◆ **Written request**
Please update the items below, changing "give its bounding box" to "provide its bounding box coordinates" in every place it occurs and leaving the rest untouched.

[Region annotation items]
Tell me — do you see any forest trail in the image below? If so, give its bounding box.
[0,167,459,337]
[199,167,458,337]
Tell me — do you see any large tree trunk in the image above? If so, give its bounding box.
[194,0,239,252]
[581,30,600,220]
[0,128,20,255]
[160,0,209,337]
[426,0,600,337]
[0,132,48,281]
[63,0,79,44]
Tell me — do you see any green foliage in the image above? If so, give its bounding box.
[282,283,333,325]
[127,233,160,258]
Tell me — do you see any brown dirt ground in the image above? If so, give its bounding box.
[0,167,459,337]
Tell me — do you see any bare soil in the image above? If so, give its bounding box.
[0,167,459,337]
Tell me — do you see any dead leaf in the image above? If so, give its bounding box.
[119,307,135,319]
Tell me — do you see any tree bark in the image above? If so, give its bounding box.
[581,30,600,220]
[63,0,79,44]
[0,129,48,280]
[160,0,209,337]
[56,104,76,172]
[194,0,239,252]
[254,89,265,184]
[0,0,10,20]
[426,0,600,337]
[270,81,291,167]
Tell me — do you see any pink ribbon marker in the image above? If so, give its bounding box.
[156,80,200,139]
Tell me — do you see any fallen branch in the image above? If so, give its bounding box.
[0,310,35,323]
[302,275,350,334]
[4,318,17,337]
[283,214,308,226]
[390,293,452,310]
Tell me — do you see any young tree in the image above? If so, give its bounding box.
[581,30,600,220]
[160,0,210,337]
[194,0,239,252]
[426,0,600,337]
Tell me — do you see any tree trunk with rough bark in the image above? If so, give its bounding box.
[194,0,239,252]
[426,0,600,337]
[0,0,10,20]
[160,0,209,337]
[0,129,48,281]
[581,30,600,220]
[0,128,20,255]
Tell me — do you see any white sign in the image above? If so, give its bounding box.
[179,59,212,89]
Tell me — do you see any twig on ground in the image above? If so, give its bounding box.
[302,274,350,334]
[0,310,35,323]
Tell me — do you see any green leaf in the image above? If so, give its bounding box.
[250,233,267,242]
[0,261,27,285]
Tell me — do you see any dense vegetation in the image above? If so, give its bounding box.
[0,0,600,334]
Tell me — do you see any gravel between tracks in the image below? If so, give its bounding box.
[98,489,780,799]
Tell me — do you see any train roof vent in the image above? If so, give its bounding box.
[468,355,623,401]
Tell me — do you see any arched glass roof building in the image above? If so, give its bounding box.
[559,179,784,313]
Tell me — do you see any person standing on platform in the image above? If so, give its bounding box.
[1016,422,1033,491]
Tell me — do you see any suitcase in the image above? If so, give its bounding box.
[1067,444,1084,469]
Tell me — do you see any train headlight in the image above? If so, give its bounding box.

◆ **Response below**
Tell me — do you see any forest trail in the image below? If so, provide its bounding box coordinates.
[0,167,459,337]
[199,167,458,337]
Tell me — do you see any large tree trunk in the image above? If so, provide its bounding box coordinates.
[194,0,239,252]
[581,30,600,220]
[0,128,20,255]
[160,0,209,337]
[426,0,600,337]
[0,132,48,281]
[63,0,79,44]
Tell me — do you see any green foliage in the image above? If so, provide its bounding box coordinates.
[282,283,333,325]
[127,233,160,258]
Tell me — do you see any brown dirt ground in the image above? If so, provide its bounding box coordinates.
[0,167,459,337]
Tell me — do you see any bare soil in the image above? If so, provide its bounding box coordinates.
[0,167,459,337]
Tell me — do you see any dead leaf in the image above? If so, provide its bounding box coordinates.
[119,307,135,319]
Tell me — do you see any tree bark in the image above? If so, provide its bounding box coordinates.
[581,30,600,220]
[63,0,79,44]
[0,129,48,280]
[160,0,209,337]
[56,104,76,172]
[194,0,239,252]
[254,89,265,184]
[0,0,10,20]
[426,0,600,337]
[270,81,291,167]
Tell me — do you see any pink ribbon marker in the image above? If so, provide its bounding box coordinates.
[156,80,200,139]
Tell me — do you see any fallen branch in the image above? If so, provide its bounding box coordinates.
[0,310,35,323]
[302,275,350,334]
[4,318,17,337]
[283,214,308,226]
[390,293,452,310]
Tell me — do you see any young tree in the image above? If so, provide its bounding box coordinates.
[581,30,600,220]
[160,0,210,337]
[194,0,239,252]
[426,0,600,337]
Tell me — do you see any tree trunk with rough bark in the image above? If so, provide its bounding box coordinates.
[194,0,239,252]
[426,0,600,337]
[0,0,10,20]
[160,0,209,337]
[0,129,48,281]
[581,30,600,220]
[0,128,20,255]
Tell me — do you see any white sign in the image above? If so, provide its bounding box coordinates.
[179,59,212,89]
Tell me — do you see any twig on ground in the image above? If so, provide its bounding box coordinates.
[302,274,350,334]
[0,310,35,323]
Tell me — do you see any green leaf in the image above? If so, provide its bounding box coordinates.
[250,233,267,242]
[0,261,27,285]
Tell me — do you see any dense vegetation in the image above? If so, provide its bounding box coordinates.
[0,0,600,334]
Tell me — do you see any gravel between tracks in the image below? If so, provide its bounding box coordinates.
[98,489,780,799]
Tell me — do you see any train roof vent in the image above? If so, provide its bounding box coordinates.
[468,355,623,401]
Tell me — do you see any arched glass roof building in the image above? If so, provide its bounding box coordinates.
[559,179,784,313]
Tell me — do you see any person standing on platform in the image above? If so, provide its bounding box coordinates.
[1016,422,1033,491]
Tell me — do you see any suitcase in the image above? If so, provide its bounding box coordinates.
[1067,444,1084,469]
Tell me — do you see any train headlight in the image above? If so, provide its bounding box coordinates.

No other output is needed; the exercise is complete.